- Instruction
Your task is to return the span of lines beginning at the one with "of the station" and ending at the last line of the data, exactly as it stands.

.....

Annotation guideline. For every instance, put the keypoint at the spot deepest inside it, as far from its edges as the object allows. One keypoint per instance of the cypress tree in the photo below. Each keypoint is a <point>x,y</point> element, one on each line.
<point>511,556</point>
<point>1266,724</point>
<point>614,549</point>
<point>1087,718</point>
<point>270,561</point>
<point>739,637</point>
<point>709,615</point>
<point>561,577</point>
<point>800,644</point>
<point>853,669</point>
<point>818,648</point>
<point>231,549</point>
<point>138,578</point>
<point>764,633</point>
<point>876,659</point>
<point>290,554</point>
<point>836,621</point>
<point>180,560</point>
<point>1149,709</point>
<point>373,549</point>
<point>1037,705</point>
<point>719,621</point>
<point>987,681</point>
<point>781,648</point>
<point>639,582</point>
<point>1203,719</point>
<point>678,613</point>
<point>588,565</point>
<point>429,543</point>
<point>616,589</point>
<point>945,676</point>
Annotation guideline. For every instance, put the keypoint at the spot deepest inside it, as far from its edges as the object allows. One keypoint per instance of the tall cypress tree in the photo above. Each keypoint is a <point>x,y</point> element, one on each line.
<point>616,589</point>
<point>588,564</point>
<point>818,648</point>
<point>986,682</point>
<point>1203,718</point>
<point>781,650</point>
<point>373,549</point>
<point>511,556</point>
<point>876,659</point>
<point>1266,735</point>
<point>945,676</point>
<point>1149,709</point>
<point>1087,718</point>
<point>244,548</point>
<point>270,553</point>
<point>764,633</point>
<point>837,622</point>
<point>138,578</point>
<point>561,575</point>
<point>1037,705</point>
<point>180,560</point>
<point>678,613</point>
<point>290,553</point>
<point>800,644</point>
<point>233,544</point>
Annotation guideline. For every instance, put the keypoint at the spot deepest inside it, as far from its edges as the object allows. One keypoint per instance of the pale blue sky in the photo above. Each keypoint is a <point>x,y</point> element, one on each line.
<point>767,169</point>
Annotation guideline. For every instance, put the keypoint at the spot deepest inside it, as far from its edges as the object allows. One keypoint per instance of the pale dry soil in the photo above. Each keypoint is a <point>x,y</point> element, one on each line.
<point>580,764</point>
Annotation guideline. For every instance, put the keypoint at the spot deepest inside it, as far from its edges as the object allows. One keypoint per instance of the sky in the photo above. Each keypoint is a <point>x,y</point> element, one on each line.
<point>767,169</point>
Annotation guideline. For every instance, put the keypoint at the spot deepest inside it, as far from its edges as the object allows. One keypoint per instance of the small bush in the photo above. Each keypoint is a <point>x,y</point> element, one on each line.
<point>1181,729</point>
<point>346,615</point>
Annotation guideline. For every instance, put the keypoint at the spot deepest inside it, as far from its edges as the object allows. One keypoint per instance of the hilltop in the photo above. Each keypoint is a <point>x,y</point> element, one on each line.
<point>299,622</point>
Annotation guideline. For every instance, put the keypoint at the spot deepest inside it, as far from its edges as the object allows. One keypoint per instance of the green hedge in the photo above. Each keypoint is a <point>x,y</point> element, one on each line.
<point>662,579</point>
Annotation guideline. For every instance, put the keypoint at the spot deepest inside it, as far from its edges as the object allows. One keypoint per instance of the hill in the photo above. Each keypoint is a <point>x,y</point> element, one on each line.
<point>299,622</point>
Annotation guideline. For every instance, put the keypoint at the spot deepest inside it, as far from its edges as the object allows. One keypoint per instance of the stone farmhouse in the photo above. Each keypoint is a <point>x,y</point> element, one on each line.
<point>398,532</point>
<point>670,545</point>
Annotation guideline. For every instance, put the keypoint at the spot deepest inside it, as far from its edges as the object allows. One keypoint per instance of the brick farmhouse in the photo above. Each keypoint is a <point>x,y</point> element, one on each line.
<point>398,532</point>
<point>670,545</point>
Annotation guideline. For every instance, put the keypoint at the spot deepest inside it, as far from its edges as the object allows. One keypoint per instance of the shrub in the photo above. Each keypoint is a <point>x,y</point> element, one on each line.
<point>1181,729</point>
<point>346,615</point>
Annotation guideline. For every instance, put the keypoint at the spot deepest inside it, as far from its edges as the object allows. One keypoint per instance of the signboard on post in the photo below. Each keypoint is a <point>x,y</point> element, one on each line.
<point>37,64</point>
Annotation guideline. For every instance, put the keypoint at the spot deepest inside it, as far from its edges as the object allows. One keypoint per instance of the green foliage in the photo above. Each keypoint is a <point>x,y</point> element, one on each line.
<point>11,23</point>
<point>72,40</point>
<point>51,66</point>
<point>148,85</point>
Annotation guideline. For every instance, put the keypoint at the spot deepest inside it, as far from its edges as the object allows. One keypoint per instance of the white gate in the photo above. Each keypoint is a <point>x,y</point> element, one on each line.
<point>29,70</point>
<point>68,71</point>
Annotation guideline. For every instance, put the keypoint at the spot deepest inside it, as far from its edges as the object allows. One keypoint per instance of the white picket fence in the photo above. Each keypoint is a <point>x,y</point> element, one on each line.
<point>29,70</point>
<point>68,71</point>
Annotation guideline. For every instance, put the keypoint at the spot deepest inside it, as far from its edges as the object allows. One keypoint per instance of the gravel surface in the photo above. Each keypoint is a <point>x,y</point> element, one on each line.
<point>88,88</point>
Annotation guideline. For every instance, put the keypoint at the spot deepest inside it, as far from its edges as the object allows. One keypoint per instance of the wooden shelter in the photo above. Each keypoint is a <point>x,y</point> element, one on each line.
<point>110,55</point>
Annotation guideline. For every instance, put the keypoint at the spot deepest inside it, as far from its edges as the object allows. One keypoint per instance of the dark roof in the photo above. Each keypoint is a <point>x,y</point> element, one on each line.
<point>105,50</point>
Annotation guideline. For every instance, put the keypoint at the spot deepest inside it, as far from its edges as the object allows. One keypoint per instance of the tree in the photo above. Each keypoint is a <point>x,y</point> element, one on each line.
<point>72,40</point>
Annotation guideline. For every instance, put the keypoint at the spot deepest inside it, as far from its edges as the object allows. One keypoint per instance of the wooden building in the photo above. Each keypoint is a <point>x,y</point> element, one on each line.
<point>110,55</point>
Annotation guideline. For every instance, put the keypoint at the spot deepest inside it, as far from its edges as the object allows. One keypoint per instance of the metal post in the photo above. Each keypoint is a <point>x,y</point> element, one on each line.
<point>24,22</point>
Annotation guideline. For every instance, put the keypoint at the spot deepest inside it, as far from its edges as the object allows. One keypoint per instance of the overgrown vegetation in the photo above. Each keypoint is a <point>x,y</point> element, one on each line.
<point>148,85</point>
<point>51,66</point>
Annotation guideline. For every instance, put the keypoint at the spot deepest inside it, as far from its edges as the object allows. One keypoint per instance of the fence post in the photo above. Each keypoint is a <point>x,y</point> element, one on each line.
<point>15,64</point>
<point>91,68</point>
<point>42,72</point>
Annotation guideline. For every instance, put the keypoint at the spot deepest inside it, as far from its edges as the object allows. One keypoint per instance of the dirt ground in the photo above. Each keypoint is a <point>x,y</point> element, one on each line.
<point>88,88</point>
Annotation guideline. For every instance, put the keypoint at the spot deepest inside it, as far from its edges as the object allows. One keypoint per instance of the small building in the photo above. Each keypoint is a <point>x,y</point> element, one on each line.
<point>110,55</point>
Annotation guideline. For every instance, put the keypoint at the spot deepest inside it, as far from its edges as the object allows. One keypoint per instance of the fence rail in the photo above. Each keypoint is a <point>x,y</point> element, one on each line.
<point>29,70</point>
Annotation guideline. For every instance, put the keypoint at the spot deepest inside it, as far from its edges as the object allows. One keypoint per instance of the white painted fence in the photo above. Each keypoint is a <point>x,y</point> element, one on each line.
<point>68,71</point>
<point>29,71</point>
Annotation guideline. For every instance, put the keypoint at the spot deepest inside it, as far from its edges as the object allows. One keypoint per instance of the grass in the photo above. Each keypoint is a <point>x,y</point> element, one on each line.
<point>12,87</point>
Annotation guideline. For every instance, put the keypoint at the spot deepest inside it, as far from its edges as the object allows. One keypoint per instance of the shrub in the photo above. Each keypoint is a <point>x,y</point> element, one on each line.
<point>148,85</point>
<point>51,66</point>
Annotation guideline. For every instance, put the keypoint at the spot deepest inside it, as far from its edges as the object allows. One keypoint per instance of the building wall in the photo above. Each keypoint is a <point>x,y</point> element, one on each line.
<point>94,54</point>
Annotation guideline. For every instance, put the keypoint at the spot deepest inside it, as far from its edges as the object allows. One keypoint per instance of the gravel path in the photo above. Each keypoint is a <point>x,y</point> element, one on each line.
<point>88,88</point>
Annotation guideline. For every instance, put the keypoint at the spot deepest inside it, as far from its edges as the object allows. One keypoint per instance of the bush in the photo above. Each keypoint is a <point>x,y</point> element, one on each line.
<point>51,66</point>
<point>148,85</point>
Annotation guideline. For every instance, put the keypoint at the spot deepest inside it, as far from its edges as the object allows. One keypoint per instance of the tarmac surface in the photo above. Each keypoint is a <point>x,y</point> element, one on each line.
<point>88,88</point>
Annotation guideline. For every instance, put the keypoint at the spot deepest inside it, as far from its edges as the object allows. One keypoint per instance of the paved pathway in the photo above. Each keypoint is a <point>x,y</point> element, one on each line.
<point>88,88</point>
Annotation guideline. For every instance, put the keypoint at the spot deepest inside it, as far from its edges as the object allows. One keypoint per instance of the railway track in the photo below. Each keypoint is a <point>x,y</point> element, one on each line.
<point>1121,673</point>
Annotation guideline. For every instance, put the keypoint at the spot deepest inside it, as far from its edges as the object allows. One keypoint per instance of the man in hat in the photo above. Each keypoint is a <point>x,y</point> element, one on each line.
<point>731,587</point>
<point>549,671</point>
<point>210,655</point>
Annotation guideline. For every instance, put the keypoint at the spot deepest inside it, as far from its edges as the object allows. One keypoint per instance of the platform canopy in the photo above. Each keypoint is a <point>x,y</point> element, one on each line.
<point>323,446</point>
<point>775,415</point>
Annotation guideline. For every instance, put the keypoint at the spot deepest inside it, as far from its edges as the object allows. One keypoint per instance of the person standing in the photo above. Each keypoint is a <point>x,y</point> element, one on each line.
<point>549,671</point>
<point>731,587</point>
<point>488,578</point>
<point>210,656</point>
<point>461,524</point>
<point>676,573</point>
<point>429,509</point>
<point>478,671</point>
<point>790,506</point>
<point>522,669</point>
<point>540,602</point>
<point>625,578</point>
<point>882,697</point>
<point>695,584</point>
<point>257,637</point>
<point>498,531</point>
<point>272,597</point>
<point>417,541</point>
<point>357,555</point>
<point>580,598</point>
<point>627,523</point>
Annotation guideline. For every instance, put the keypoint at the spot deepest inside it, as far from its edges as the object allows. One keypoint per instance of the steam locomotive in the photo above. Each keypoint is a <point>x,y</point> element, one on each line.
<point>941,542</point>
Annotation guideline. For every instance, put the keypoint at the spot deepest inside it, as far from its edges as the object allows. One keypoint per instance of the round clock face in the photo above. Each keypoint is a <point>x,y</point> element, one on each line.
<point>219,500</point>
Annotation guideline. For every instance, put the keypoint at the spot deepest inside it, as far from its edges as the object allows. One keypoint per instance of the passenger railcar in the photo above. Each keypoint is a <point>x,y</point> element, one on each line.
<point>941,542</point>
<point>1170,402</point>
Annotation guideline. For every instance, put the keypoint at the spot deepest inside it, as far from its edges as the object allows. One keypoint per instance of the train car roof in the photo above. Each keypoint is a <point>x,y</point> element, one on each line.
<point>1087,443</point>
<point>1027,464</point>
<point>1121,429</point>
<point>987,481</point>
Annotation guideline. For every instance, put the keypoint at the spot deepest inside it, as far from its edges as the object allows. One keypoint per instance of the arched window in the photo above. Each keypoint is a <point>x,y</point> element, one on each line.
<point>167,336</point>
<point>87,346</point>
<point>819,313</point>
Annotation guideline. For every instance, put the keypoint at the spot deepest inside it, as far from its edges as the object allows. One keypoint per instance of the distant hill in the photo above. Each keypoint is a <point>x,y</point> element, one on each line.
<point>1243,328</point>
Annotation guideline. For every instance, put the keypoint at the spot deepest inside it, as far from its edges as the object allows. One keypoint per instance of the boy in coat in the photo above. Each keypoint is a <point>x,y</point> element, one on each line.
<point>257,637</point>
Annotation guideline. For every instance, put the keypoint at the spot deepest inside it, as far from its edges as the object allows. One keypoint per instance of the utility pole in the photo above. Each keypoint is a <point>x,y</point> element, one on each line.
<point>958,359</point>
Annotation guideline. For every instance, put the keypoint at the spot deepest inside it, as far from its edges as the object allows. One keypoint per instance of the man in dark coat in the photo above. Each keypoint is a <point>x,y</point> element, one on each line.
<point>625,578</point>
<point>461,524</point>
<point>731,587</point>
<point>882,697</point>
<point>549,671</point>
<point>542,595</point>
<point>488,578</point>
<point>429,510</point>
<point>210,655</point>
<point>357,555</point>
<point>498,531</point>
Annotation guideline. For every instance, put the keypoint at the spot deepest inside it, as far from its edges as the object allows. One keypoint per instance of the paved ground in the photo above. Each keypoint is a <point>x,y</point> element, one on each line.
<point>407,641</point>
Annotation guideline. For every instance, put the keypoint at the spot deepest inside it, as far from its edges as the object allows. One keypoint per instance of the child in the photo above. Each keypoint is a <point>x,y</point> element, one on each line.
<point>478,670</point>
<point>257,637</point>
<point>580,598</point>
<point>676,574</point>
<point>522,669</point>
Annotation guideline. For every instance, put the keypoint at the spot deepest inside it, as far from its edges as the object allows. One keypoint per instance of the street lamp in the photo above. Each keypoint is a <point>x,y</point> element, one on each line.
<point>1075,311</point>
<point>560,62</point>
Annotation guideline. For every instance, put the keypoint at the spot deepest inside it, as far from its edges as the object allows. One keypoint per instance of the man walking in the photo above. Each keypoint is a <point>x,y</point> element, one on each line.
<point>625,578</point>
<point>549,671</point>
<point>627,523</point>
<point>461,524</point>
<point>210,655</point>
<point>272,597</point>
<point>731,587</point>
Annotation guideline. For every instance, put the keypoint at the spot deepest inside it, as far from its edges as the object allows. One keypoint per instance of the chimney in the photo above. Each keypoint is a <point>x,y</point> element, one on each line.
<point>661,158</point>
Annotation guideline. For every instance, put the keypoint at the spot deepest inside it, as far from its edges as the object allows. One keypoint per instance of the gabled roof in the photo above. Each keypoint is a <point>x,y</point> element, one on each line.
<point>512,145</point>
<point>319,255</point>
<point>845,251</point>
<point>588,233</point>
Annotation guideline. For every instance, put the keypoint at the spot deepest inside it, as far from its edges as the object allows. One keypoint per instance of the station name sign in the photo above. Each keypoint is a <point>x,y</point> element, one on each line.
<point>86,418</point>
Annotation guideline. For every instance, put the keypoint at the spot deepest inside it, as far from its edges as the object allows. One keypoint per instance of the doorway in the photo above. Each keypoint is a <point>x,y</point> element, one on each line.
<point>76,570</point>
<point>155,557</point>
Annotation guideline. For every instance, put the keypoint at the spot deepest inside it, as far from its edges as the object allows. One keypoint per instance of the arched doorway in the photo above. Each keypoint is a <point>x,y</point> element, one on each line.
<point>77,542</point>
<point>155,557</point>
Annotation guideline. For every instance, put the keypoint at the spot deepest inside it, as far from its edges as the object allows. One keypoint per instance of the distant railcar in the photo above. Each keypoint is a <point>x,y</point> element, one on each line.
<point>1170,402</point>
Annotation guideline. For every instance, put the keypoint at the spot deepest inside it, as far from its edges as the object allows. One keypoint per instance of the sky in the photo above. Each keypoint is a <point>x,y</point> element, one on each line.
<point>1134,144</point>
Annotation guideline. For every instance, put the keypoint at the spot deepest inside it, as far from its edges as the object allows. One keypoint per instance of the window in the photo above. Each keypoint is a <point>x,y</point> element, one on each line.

.....

- Exercise result
Annotation guideline. For every instance, put the keypoint at the spot deepest inside it, as far from its edges as the object allows. One keypoint per instance of the station name sign in the photo above. Each keypoint is a <point>x,y</point> element, one on each line.
<point>86,418</point>
Annotation guideline. For every instance, put the keypoint at the spot deepest inside it, as far from its edges as the object allows. One keypoint per instance of the doorway in the photo above. Each keypoint is a <point>x,y</point> element, one on each line.
<point>76,570</point>
<point>155,557</point>
Annotation guideline. For every instance, put the keypoint at the spot deepest inside it, as far from its edges as the object allows. One keypoint per instance of the arched doorway in the photo above. Each keypoint is a <point>x,y</point> element, one on each line.
<point>77,542</point>
<point>155,557</point>
Annotation guideline. For every instance, put the keypoint at the spot deepest inside it, as far from its edges as the object allows. One keypoint per instance of the distant railcar in the photo above. Each keypoint is a <point>x,y</point> element, one on each line.
<point>1170,402</point>
Annotation guideline. For every instance, put the keypoint at the spot deepest inside it, as far from its edges as the object allows. One keypoint per instance of the sky in the photo above. Each keypoint is a <point>x,y</point> element, one on each line.
<point>1134,144</point>
Annotation guideline. For every instance, put the keypoint at the spot deepest inside it, as far from its edges as the object allows. One keypoint per instance of the window in the photo above. Each keypoint is a <point>x,y</point> element, one on each line.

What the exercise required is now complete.